Input for this task
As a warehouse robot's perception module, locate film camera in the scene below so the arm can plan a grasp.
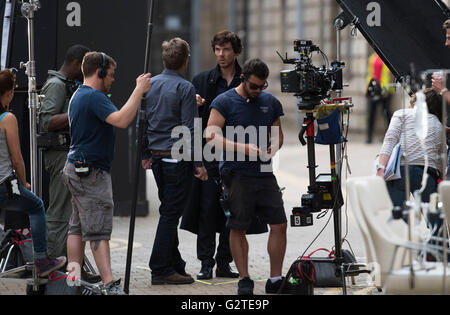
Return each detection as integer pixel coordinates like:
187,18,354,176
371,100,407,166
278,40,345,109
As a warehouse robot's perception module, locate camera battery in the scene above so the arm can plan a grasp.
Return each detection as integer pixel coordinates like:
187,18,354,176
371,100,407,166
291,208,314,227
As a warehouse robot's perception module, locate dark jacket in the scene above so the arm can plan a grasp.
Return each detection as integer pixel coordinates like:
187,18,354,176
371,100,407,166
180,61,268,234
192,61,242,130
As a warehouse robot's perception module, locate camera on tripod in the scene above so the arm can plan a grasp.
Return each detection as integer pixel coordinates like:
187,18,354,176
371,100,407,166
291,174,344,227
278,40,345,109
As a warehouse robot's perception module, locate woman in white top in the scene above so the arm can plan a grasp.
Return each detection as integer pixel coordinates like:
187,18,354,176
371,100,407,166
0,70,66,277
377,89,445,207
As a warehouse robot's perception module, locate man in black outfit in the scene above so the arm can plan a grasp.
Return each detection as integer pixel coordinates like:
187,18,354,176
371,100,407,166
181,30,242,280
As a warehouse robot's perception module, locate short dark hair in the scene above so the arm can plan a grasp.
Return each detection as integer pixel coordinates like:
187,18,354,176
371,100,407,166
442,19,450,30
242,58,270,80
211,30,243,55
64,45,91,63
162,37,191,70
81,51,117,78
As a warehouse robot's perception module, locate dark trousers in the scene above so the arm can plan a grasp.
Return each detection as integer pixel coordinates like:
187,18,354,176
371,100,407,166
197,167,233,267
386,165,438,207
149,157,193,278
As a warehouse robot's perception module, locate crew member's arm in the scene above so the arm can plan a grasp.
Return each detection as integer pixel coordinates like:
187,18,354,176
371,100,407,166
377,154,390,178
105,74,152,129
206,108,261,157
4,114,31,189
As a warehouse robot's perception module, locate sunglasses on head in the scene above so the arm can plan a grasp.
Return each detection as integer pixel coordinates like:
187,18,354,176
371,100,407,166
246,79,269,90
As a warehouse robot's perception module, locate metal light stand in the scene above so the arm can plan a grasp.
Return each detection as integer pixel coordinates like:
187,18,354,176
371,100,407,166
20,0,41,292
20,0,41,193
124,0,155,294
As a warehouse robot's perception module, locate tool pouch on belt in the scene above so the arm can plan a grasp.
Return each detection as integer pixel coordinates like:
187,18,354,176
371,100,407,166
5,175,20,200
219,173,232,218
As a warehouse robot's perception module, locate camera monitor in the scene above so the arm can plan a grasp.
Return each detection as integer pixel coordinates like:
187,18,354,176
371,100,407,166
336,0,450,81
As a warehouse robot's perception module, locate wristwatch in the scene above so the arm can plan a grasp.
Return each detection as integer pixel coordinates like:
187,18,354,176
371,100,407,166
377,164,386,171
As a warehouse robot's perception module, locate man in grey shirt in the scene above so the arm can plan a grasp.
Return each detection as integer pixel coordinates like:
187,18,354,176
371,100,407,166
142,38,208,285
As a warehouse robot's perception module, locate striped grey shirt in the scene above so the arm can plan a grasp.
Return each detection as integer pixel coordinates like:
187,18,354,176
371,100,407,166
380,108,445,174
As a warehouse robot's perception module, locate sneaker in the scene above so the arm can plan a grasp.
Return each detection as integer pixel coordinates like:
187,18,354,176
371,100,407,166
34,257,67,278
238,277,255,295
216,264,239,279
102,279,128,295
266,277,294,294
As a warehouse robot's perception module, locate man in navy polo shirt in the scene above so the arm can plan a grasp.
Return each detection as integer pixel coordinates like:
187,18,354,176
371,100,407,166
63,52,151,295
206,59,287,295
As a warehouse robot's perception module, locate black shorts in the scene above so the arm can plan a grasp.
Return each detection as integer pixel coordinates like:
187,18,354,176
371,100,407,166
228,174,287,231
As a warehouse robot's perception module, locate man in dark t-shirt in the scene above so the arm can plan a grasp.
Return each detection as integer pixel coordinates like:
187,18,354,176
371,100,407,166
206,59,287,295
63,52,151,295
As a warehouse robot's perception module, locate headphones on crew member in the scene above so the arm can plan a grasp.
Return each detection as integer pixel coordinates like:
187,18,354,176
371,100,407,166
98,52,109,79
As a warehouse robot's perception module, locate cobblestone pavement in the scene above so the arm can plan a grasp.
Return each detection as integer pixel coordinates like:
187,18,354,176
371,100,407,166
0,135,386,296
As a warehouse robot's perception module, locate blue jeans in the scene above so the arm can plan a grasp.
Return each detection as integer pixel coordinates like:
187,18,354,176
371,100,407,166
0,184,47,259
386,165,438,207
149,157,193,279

Given instruction
Arrange every line of the entries above as a Markdown table with the columns Row and Text, numbering each row and omitting blank lines. Leave the pictures out of the table.

Problem solution
| Row | Text |
|---|---|
| 1 | As a warehouse robot's perception module, locate film camera in the scene below so the arm can plan a grasp. |
| 2 | Return each detection as integer pixel coordinates like: |
| 3 | 187,18,354,176 |
| 4 | 371,100,407,166 |
| 5 | 278,40,345,109 |
| 6 | As a warehouse robot's perception module, locate camera battery in the scene above so the arm can plan a grasp. |
| 7 | Return each detection as integer pixel coordinates like: |
| 8 | 187,18,354,176 |
| 9 | 371,100,407,166 |
| 10 | 291,208,314,227 |
| 11 | As a warehouse robot's perception module, locate dark jacket in the scene above so the arm can plan a grasp. |
| 12 | Return each detection as integer pixel coordinates like: |
| 13 | 187,18,354,176 |
| 14 | 371,100,407,166 |
| 15 | 180,61,268,234 |
| 16 | 192,61,242,130 |
| 17 | As a warehouse robot's perception module, locate camera on tripod in the scene above so the arm can plan a grasp. |
| 18 | Return each detection as integer pixel coordinates like: |
| 19 | 187,18,354,176 |
| 20 | 371,100,407,166 |
| 21 | 291,174,344,227 |
| 22 | 278,40,345,109 |
| 23 | As a warehouse robot's perception module, locate woman in white top in the scene above so the arm can plan a grasp. |
| 24 | Return each detection as integer pixel coordinates like: |
| 25 | 187,18,354,176 |
| 26 | 371,100,407,166 |
| 27 | 0,70,66,277 |
| 28 | 377,89,445,207 |
| 29 | As a warehouse robot's perception module, locate man in black outfit in the scene above so the arm can plan a grasp. |
| 30 | Return each detection as integer pixel coordinates like: |
| 31 | 187,18,354,176 |
| 32 | 371,100,407,166 |
| 33 | 181,30,242,280 |
| 34 | As a warehouse robot's perception module, locate short dark hair in the scene above so the arm can plan a grasp. |
| 35 | Return each detection as integer pixel coordinates like: |
| 36 | 187,18,354,176 |
| 37 | 371,100,407,166 |
| 38 | 442,19,450,30 |
| 39 | 242,58,270,80 |
| 40 | 211,30,243,55 |
| 41 | 64,45,91,63 |
| 42 | 162,37,191,70 |
| 43 | 81,51,117,78 |
| 44 | As a warehouse robot's perception module, locate dark trousers in the scene above so the arm can plan a grasp. |
| 45 | Return each detection as integer pixel coordinates like: |
| 46 | 187,18,354,176 |
| 47 | 371,100,407,166 |
| 48 | 197,167,233,267 |
| 49 | 386,165,438,207 |
| 50 | 149,157,193,278 |
| 51 | As a warehouse robot's perception module, locate crew member's arm in the scene above so the arm can plan a grasp. |
| 52 | Return each detection as integer pixel coordinates like: |
| 53 | 187,18,354,176 |
| 54 | 371,100,407,166 |
| 55 | 377,154,390,178 |
| 56 | 105,74,152,129 |
| 57 | 206,108,261,157 |
| 58 | 4,114,31,189 |
| 59 | As a warehouse robot's perception module, locate sunglasses on head in the scene above so the arm can plan a grasp. |
| 60 | Return each detection as integer pixel coordinates like: |
| 61 | 187,18,354,176 |
| 62 | 371,100,407,166 |
| 63 | 246,79,269,90 |
| 64 | As a warehouse robot's perception module, locate metal light stand in the scene above so the arm can plan a grasp. |
| 65 | Return each detection as integer pixel coordinates like: |
| 66 | 187,18,354,176 |
| 67 | 371,100,407,166 |
| 68 | 20,0,41,292 |
| 69 | 20,0,41,193 |
| 70 | 124,0,155,294 |
| 71 | As a warehouse robot's perception module, locate tool pouch on belt in the scene above so the arm can plan a grasp. |
| 72 | Return each detection as integer pixel coordinates like: |
| 73 | 187,18,354,176 |
| 74 | 371,100,407,166 |
| 75 | 5,175,20,200 |
| 76 | 219,173,232,218 |
| 77 | As a warehouse robot's perception module, locate camera monitor in the scene above so the arm can plan a grasp. |
| 78 | Return each detection as integer pixel coordinates like: |
| 79 | 187,18,354,176 |
| 80 | 371,100,407,166 |
| 81 | 336,0,450,81 |
| 82 | As a warehouse robot's perception module, locate wristwatch in the scene above so the arm can plan a grasp. |
| 83 | Return each detection as integer pixel coordinates like: |
| 84 | 187,18,354,176 |
| 85 | 371,100,407,166 |
| 86 | 377,164,386,171 |
| 87 | As a warehouse robot's perception module, locate man in grey shirt in the scene above so the arm can plan a grasp. |
| 88 | Return each detection as integer pixel coordinates like: |
| 89 | 187,18,354,176 |
| 90 | 371,100,407,166 |
| 91 | 142,38,208,285 |
| 92 | As a warehouse robot's perception module, locate striped grey shirt in the scene above so the arm can plan a grasp. |
| 93 | Return each detection as integer pixel coordinates like: |
| 94 | 187,18,354,176 |
| 95 | 371,100,407,166 |
| 96 | 380,108,445,174 |
| 97 | As a warehouse robot's perception module, locate sneaker in the scene above so the arm can plan a grasp. |
| 98 | Return each detection as integer pixel coordinates like: |
| 99 | 187,18,354,176 |
| 100 | 371,100,407,166 |
| 101 | 34,257,67,278 |
| 102 | 238,277,255,295 |
| 103 | 216,264,239,279 |
| 104 | 102,279,128,295 |
| 105 | 266,277,294,294 |
| 106 | As a warehouse robot's perception module, locate man in navy polo shirt in the scene above so the arm can plan a grasp. |
| 107 | Return each detection as integer pixel coordinates like: |
| 108 | 187,18,354,176 |
| 109 | 371,100,407,166 |
| 110 | 63,52,151,295 |
| 111 | 206,59,287,295 |
| 112 | As a warehouse robot's perception module, locate black shorts in the scene above so the arm can plan a grasp. |
| 113 | Return each detection as integer pixel coordinates like: |
| 114 | 187,18,354,176 |
| 115 | 371,100,407,166 |
| 116 | 228,174,287,231 |
| 117 | As a warehouse robot's perception module, locate man in dark t-shirt in the scene above so the arm can plan a grasp. |
| 118 | Return each detection as integer pixel coordinates like: |
| 119 | 187,18,354,176 |
| 120 | 371,100,407,166 |
| 121 | 206,59,287,295 |
| 122 | 63,52,151,295 |
| 123 | As a warehouse robot's perception module, locate headphones on crew member in the scene above so the arm can plan a grasp. |
| 124 | Return each detection as integer pixel coordinates like: |
| 125 | 187,18,354,176 |
| 126 | 371,100,407,166 |
| 127 | 98,52,109,79 |
| 128 | As a warehouse robot's perception module, locate cobblestone pavement in the scene above so the arm can plan a grasp. |
| 129 | Return each detection as integer pixel coordinates like: |
| 130 | 187,18,354,176 |
| 131 | 371,100,407,166 |
| 132 | 0,135,386,296 |
| 133 | As a warehouse robot's perception module, locate blue jeans in the scene above so the arm can plan a grasp. |
| 134 | Return each detection as integer pixel coordinates like: |
| 135 | 187,18,354,176 |
| 136 | 371,100,407,166 |
| 137 | 0,184,47,259 |
| 138 | 386,165,438,207 |
| 139 | 149,157,193,279 |